- MATERIAL PROVIDED:
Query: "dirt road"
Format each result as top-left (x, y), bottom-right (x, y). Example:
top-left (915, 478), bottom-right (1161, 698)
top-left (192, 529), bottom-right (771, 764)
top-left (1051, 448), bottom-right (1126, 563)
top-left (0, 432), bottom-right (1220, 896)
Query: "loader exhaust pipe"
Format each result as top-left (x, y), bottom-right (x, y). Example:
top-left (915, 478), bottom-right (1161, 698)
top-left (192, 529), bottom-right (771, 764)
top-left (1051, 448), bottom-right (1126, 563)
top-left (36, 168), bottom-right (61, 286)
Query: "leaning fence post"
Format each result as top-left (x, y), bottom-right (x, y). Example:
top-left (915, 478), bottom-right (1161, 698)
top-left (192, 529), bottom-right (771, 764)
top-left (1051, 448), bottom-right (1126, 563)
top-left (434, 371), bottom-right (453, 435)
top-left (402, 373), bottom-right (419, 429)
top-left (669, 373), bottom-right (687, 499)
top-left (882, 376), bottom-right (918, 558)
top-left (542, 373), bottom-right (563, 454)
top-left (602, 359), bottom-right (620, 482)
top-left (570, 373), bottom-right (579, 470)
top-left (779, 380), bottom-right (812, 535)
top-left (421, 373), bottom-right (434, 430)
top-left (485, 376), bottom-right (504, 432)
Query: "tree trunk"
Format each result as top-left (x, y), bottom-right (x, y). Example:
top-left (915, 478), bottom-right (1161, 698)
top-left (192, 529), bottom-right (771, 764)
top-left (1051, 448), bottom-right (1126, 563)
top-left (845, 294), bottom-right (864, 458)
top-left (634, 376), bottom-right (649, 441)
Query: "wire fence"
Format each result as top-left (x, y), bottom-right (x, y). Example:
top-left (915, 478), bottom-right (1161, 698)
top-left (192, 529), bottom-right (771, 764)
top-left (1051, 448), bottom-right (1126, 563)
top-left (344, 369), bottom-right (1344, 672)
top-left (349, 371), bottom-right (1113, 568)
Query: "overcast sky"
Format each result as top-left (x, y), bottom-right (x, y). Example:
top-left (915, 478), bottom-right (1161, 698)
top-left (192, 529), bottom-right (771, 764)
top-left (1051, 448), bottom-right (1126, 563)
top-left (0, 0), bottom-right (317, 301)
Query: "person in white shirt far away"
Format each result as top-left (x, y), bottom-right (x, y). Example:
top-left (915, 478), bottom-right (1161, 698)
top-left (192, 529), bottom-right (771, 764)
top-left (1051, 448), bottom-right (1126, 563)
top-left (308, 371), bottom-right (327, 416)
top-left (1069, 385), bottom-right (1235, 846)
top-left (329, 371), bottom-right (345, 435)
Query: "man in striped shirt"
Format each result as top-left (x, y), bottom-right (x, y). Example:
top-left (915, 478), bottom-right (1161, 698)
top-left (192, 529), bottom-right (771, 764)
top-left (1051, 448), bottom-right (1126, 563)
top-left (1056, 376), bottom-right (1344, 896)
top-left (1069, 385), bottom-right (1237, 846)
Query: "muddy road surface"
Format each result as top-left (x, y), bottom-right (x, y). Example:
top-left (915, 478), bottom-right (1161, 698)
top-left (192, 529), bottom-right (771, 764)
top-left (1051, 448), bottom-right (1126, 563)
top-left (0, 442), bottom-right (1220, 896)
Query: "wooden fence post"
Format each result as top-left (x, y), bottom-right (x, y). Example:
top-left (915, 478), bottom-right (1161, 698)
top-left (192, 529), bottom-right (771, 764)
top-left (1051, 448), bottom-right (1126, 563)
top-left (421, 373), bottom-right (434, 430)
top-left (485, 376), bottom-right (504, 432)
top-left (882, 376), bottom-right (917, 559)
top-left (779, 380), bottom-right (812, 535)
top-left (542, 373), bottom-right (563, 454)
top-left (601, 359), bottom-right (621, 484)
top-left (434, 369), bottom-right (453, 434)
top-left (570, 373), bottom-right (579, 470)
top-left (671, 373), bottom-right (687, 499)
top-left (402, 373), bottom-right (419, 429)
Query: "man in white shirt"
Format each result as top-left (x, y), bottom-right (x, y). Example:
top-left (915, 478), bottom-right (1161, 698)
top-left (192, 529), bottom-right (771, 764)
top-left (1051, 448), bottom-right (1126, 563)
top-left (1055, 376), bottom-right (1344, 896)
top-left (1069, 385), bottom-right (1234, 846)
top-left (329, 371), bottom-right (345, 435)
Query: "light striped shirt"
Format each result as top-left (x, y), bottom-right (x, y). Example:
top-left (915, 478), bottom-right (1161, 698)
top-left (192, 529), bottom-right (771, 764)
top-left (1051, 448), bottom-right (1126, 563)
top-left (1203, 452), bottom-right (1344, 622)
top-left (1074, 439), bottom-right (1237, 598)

- PROBLEM DETAILS: Reproduce the entire listing above word for word, from its first line to its last.

- THE RESPONSE:
Query: "dirt road"
Format each result as top-left (x, y), bottom-right (x, y). Example:
top-left (915, 478), bottom-right (1161, 698)
top-left (192, 529), bottom-right (771, 764)
top-left (1051, 448), bottom-right (1126, 563)
top-left (0, 432), bottom-right (1220, 896)
Query: "loader exhaust pipe"
Format each result as top-left (x, y), bottom-right (x, y). Example:
top-left (915, 478), bottom-right (1161, 698)
top-left (192, 529), bottom-right (771, 764)
top-left (1051, 448), bottom-right (1126, 563)
top-left (36, 168), bottom-right (61, 286)
Query: "leaning fence post"
Format each result as top-left (x, y), bottom-right (x, y). Example:
top-left (915, 478), bottom-right (1161, 698)
top-left (192, 529), bottom-right (771, 764)
top-left (1051, 448), bottom-right (1126, 563)
top-left (434, 371), bottom-right (453, 435)
top-left (402, 373), bottom-right (419, 429)
top-left (669, 373), bottom-right (687, 499)
top-left (882, 376), bottom-right (918, 558)
top-left (542, 373), bottom-right (563, 454)
top-left (602, 359), bottom-right (620, 482)
top-left (570, 373), bottom-right (579, 470)
top-left (779, 380), bottom-right (812, 535)
top-left (421, 373), bottom-right (434, 430)
top-left (485, 376), bottom-right (504, 432)
Query: "tree trunk"
Format each result as top-left (x, y), bottom-right (x, y). Example:
top-left (915, 478), bottom-right (1161, 698)
top-left (192, 529), bottom-right (771, 764)
top-left (1051, 448), bottom-right (1126, 563)
top-left (845, 294), bottom-right (864, 458)
top-left (634, 376), bottom-right (649, 441)
Query: "wire fence"
Format each result as top-left (x, y), bottom-right (x, y). Example:
top-left (915, 478), bottom-right (1161, 698)
top-left (192, 529), bottom-right (771, 764)
top-left (1051, 448), bottom-right (1126, 563)
top-left (344, 369), bottom-right (1344, 672)
top-left (349, 371), bottom-right (1113, 568)
Query: "overcast sky"
Format each result as top-left (x, y), bottom-right (x, y). Example:
top-left (915, 478), bottom-right (1161, 698)
top-left (192, 529), bottom-right (771, 764)
top-left (1051, 448), bottom-right (1126, 563)
top-left (0, 0), bottom-right (317, 301)
Query: "person in white shirt far away"
Format each result as top-left (x, y), bottom-right (x, y). Example:
top-left (915, 478), bottom-right (1161, 698)
top-left (192, 529), bottom-right (771, 764)
top-left (1051, 448), bottom-right (1126, 563)
top-left (308, 371), bottom-right (327, 416)
top-left (1069, 385), bottom-right (1235, 846)
top-left (329, 371), bottom-right (345, 435)
Query: "man in striped shirt"
Format each result as top-left (x, y), bottom-right (x, y). Example:
top-left (915, 478), bottom-right (1161, 698)
top-left (192, 529), bottom-right (771, 764)
top-left (1051, 448), bottom-right (1126, 563)
top-left (1056, 376), bottom-right (1344, 896)
top-left (1069, 385), bottom-right (1237, 846)
Query: "muddy road surface"
Format each result as top-left (x, y), bottom-right (x, y). Example:
top-left (915, 478), bottom-right (1161, 698)
top-left (192, 529), bottom-right (771, 764)
top-left (1051, 448), bottom-right (1126, 563)
top-left (0, 442), bottom-right (1220, 896)
Query: "wooden fence post"
Format each result as top-left (x, y), bottom-right (x, y). Example:
top-left (915, 478), bottom-right (1161, 698)
top-left (192, 529), bottom-right (771, 764)
top-left (1051, 448), bottom-right (1126, 563)
top-left (421, 373), bottom-right (434, 430)
top-left (485, 376), bottom-right (504, 432)
top-left (882, 376), bottom-right (917, 559)
top-left (779, 380), bottom-right (812, 535)
top-left (542, 373), bottom-right (563, 454)
top-left (601, 359), bottom-right (621, 484)
top-left (434, 369), bottom-right (453, 434)
top-left (570, 373), bottom-right (579, 470)
top-left (671, 373), bottom-right (687, 499)
top-left (402, 373), bottom-right (419, 429)
Query: "man in white shirt"
Format each result as top-left (x, y), bottom-right (x, y). Example:
top-left (915, 478), bottom-right (1161, 698)
top-left (192, 529), bottom-right (771, 764)
top-left (1051, 448), bottom-right (1126, 563)
top-left (1055, 376), bottom-right (1344, 896)
top-left (1069, 385), bottom-right (1234, 846)
top-left (329, 371), bottom-right (345, 435)
Query: "light striped shirt"
Format each result as top-left (x, y), bottom-right (x, y). Example:
top-left (915, 478), bottom-right (1161, 698)
top-left (192, 529), bottom-right (771, 764)
top-left (1051, 448), bottom-right (1126, 563)
top-left (1203, 452), bottom-right (1344, 622)
top-left (1074, 439), bottom-right (1237, 598)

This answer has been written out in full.